**REQUIRED TASK**: Report each line of the data below that contains the word "chrome", copying those lines in full.

<<<<

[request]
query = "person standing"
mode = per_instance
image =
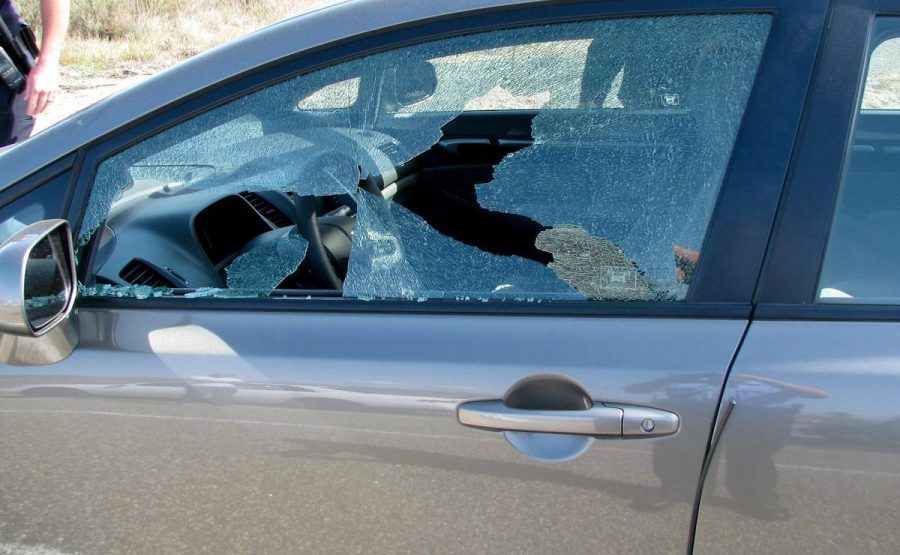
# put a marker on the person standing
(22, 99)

>>>>
<<<<

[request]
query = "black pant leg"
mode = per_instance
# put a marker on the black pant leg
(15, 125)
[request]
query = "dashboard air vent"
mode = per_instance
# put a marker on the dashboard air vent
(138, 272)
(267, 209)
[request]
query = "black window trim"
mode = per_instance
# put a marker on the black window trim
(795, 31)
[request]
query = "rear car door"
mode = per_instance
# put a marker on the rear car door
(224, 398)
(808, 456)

>>>>
<<<<

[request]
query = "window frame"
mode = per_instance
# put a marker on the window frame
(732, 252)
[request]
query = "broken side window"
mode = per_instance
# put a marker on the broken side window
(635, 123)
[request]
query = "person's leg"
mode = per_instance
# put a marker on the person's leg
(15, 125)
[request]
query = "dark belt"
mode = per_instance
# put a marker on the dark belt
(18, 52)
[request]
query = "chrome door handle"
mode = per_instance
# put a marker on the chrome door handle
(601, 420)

>>>>

**SOLUTION TO THE EXERCISE**:
query = "chrome door handle"
# put a marker on the chrome door handle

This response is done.